↓↓↓
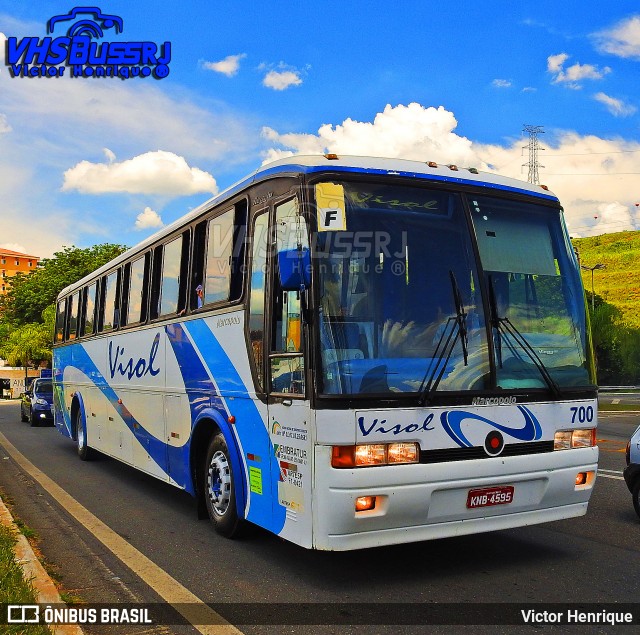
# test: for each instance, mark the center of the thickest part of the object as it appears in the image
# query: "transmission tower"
(534, 147)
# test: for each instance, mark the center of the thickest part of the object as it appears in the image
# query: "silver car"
(632, 471)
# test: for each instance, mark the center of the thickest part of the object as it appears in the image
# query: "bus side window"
(172, 261)
(88, 326)
(286, 360)
(60, 312)
(74, 309)
(257, 294)
(217, 278)
(134, 290)
(109, 310)
(218, 253)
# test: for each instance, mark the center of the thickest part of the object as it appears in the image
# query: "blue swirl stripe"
(452, 423)
(250, 428)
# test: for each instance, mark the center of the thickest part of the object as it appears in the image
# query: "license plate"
(488, 496)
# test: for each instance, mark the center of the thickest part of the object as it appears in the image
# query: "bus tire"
(636, 496)
(84, 451)
(219, 489)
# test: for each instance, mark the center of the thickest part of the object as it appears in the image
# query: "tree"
(27, 345)
(29, 295)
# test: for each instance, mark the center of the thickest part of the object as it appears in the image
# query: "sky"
(86, 160)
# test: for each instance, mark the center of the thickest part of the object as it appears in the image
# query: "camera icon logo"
(88, 27)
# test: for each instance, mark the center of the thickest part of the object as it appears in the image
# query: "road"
(589, 560)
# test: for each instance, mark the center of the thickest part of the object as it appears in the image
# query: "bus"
(345, 351)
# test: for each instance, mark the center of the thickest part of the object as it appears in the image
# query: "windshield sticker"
(331, 207)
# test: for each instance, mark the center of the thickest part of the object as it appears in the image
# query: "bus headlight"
(580, 438)
(370, 454)
(403, 453)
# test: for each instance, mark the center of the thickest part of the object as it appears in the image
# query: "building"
(13, 262)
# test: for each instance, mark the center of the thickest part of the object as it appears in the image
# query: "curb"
(46, 591)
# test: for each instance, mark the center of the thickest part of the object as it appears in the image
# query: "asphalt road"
(590, 560)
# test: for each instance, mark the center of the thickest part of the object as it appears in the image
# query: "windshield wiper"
(504, 326)
(455, 329)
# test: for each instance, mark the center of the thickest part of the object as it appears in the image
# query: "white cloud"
(281, 80)
(616, 107)
(111, 157)
(15, 247)
(229, 66)
(410, 132)
(622, 40)
(157, 172)
(573, 75)
(593, 177)
(555, 62)
(148, 219)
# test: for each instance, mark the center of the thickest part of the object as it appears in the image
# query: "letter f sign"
(331, 219)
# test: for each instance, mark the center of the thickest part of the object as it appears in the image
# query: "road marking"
(169, 589)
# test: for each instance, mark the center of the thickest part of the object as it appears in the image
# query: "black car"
(37, 402)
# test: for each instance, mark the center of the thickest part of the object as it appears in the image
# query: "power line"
(588, 154)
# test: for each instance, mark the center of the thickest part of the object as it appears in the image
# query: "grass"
(14, 589)
(619, 282)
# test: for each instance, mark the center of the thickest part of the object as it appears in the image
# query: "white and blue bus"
(346, 351)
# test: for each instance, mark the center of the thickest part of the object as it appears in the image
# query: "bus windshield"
(535, 294)
(401, 308)
(389, 280)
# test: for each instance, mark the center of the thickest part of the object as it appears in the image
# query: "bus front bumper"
(423, 502)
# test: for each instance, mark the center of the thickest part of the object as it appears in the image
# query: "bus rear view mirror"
(294, 266)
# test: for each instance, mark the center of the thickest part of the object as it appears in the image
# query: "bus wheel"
(636, 496)
(219, 488)
(84, 451)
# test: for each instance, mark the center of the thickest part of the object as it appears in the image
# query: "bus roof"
(318, 163)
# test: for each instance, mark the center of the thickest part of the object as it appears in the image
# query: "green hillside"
(618, 283)
(615, 323)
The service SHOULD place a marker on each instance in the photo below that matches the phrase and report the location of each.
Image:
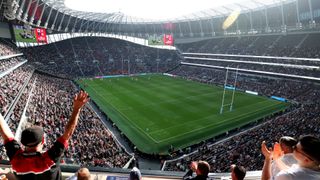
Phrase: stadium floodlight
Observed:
(166, 9)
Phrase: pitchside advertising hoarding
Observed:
(29, 34)
(161, 40)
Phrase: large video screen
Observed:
(162, 40)
(29, 34)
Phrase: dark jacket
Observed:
(189, 176)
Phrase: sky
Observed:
(148, 9)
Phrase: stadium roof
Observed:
(120, 14)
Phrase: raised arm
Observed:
(78, 102)
(5, 131)
(266, 170)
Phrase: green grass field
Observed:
(156, 111)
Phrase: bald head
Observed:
(84, 174)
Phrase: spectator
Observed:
(201, 169)
(82, 174)
(307, 154)
(135, 174)
(39, 165)
(285, 157)
(237, 172)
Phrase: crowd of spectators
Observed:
(292, 45)
(300, 118)
(10, 86)
(92, 144)
(6, 48)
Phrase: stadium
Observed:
(209, 84)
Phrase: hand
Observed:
(193, 166)
(277, 152)
(265, 151)
(80, 100)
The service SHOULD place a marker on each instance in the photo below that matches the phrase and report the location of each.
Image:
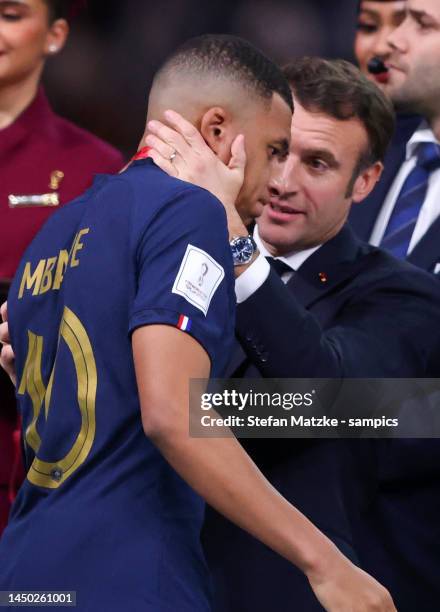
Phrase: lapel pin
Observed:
(55, 179)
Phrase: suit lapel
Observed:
(326, 269)
(363, 216)
(427, 252)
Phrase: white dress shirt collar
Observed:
(422, 134)
(294, 260)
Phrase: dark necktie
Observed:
(278, 266)
(400, 228)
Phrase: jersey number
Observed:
(72, 332)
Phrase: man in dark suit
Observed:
(403, 213)
(347, 310)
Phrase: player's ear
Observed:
(215, 129)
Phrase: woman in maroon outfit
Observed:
(45, 161)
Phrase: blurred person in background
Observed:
(376, 20)
(45, 161)
(402, 213)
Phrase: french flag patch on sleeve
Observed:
(184, 323)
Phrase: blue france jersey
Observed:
(101, 512)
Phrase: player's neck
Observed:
(15, 98)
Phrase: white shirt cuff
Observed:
(252, 279)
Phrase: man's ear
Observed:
(56, 36)
(215, 129)
(366, 181)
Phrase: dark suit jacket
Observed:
(368, 315)
(363, 216)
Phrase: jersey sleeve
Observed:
(185, 273)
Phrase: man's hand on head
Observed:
(179, 149)
(7, 357)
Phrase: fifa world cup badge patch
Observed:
(198, 278)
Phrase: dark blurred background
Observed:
(102, 78)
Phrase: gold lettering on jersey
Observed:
(32, 281)
(62, 263)
(77, 246)
(32, 383)
(49, 273)
(46, 281)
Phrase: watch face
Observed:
(243, 249)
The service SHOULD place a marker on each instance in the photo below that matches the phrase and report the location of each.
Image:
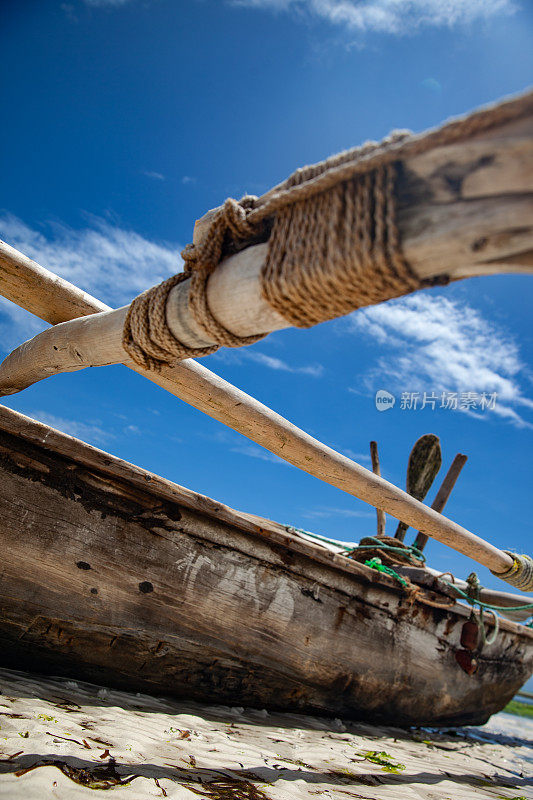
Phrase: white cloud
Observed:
(81, 430)
(241, 354)
(257, 452)
(157, 176)
(327, 512)
(389, 16)
(434, 343)
(432, 84)
(111, 262)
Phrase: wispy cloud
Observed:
(156, 176)
(258, 452)
(81, 430)
(432, 84)
(111, 262)
(438, 344)
(388, 16)
(243, 354)
(328, 512)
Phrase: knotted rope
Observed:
(520, 574)
(391, 552)
(334, 244)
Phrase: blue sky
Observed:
(128, 119)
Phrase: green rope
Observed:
(375, 563)
(482, 604)
(472, 596)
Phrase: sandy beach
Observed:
(58, 738)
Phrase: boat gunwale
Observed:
(45, 437)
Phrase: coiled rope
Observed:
(520, 574)
(333, 246)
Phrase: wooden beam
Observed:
(464, 210)
(219, 399)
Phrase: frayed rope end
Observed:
(520, 574)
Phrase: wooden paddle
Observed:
(424, 463)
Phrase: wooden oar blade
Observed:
(424, 463)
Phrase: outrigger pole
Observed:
(464, 208)
(53, 299)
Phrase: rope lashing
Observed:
(520, 574)
(389, 550)
(333, 246)
(375, 563)
(147, 337)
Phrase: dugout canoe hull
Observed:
(114, 575)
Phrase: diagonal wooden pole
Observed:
(35, 289)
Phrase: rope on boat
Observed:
(520, 574)
(375, 563)
(333, 242)
(404, 553)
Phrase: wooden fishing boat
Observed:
(115, 575)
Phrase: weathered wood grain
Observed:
(112, 575)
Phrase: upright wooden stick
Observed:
(376, 469)
(444, 492)
(222, 401)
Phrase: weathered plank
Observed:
(112, 576)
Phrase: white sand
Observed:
(187, 750)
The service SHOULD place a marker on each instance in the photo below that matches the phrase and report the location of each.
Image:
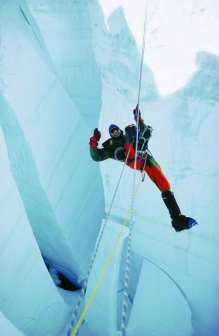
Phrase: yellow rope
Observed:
(104, 269)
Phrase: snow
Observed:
(66, 68)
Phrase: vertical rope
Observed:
(131, 223)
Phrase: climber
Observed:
(122, 147)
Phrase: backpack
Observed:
(144, 134)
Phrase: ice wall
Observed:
(28, 296)
(60, 68)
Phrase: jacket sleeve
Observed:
(99, 154)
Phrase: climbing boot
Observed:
(179, 221)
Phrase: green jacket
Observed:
(108, 150)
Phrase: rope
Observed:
(104, 269)
(131, 223)
(84, 286)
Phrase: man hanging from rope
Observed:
(123, 147)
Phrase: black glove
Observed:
(137, 114)
(97, 134)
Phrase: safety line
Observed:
(84, 286)
(104, 269)
(131, 222)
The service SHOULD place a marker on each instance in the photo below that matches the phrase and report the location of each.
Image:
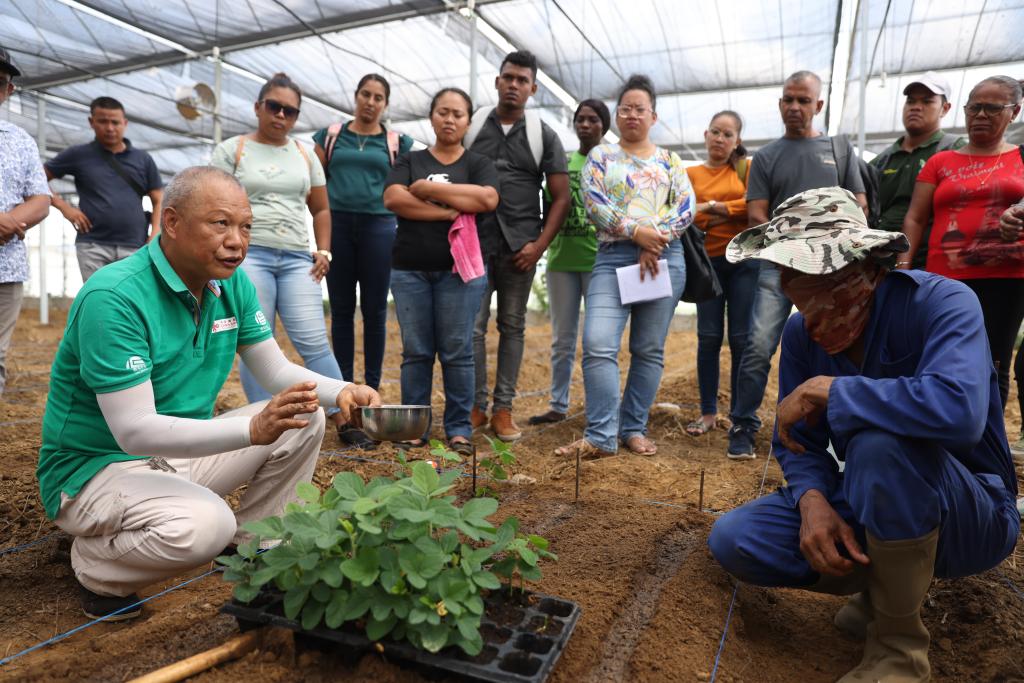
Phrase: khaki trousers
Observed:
(134, 525)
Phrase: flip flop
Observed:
(698, 427)
(641, 445)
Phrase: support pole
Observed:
(471, 4)
(861, 119)
(44, 303)
(217, 133)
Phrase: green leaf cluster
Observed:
(397, 555)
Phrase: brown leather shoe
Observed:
(504, 428)
(477, 418)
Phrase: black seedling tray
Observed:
(522, 637)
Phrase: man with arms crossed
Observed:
(132, 465)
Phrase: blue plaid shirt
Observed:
(20, 177)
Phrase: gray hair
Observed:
(179, 191)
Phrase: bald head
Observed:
(812, 80)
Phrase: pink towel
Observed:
(466, 247)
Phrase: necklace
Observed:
(990, 171)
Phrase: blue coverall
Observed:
(920, 427)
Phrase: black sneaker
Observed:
(740, 443)
(96, 606)
(355, 438)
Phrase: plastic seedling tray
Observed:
(522, 637)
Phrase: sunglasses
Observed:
(274, 108)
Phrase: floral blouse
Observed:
(623, 193)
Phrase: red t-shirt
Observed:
(970, 196)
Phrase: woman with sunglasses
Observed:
(356, 158)
(284, 181)
(436, 303)
(720, 183)
(967, 190)
(639, 199)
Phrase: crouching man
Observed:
(892, 369)
(132, 465)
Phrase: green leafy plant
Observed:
(396, 555)
(496, 465)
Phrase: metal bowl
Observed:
(396, 423)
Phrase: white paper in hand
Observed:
(631, 290)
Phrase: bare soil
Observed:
(632, 549)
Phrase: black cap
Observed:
(5, 63)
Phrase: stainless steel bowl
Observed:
(396, 423)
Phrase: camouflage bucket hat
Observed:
(816, 231)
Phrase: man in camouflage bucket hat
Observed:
(882, 368)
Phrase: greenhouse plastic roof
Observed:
(701, 56)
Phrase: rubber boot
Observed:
(854, 616)
(898, 578)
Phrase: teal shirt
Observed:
(358, 167)
(136, 321)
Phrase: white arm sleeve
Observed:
(275, 373)
(139, 430)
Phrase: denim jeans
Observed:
(738, 284)
(771, 310)
(565, 291)
(435, 313)
(360, 249)
(513, 287)
(285, 288)
(607, 417)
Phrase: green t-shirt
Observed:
(896, 180)
(359, 165)
(132, 322)
(278, 179)
(574, 248)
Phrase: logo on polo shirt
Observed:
(225, 324)
(135, 364)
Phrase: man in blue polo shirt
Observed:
(111, 177)
(132, 464)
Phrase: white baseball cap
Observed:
(934, 82)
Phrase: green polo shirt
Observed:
(896, 180)
(135, 321)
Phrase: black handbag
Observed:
(701, 281)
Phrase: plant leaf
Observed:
(363, 568)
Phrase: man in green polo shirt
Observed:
(927, 101)
(133, 464)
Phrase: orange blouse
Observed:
(725, 186)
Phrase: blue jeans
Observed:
(360, 249)
(435, 313)
(894, 487)
(285, 288)
(608, 418)
(771, 310)
(565, 291)
(738, 284)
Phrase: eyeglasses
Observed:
(275, 108)
(990, 110)
(629, 110)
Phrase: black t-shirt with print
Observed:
(423, 245)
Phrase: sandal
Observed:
(580, 447)
(698, 427)
(641, 445)
(463, 447)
↑↑↑
Task brief = Reproduce each line of the data containing the word "jacket".

Solution for this exercise =
Phrase: dark jacket
Phrase: dark suit jacket
Phrase: jacket sleeve
Phrase: green jacket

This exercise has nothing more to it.